* **TASK ITEM**
Set down exactly the lines below between the line holding "Target: handrail post" and the line holding "Target: blonde woman", inclusive; no other line belongs in the answer.

[Start of section]

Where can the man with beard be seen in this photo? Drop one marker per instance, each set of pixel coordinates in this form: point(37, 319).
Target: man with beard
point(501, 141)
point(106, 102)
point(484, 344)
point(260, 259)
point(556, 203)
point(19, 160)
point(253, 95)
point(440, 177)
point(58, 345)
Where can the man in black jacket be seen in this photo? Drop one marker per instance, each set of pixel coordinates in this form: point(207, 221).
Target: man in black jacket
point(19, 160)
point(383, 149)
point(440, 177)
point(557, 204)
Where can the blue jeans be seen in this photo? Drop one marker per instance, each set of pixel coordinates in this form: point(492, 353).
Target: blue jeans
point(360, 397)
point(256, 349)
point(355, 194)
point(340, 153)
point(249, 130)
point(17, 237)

[End of section]
[Start of section]

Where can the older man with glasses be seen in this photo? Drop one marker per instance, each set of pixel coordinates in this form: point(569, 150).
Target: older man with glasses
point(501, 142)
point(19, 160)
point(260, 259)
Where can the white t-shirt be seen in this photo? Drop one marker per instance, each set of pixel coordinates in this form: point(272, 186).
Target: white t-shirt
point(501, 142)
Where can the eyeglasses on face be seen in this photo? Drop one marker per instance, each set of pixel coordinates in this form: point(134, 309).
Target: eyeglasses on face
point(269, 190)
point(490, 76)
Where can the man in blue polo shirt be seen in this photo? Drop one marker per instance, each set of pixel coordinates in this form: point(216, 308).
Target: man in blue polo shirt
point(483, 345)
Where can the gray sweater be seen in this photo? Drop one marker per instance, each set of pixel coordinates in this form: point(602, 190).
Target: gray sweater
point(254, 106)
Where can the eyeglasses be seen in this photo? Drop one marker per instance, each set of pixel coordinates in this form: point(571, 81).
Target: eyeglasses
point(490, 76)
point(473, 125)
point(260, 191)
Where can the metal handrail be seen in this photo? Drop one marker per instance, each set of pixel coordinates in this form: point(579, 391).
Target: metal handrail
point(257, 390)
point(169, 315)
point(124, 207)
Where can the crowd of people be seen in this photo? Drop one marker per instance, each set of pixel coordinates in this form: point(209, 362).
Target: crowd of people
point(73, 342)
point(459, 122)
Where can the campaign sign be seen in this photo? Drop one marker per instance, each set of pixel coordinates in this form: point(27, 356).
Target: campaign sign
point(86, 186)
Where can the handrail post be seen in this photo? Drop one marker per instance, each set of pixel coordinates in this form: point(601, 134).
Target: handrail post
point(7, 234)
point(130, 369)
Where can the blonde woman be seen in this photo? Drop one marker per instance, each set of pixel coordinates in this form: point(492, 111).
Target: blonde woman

[End of section]

* **WRITTEN ANSWER**
Target: handrail post
point(7, 234)
point(130, 369)
Where can the blonde woman be seen in this photo? Drop one marker per instance, each set of pixel coordinates in this form: point(492, 111).
Target: blonde woman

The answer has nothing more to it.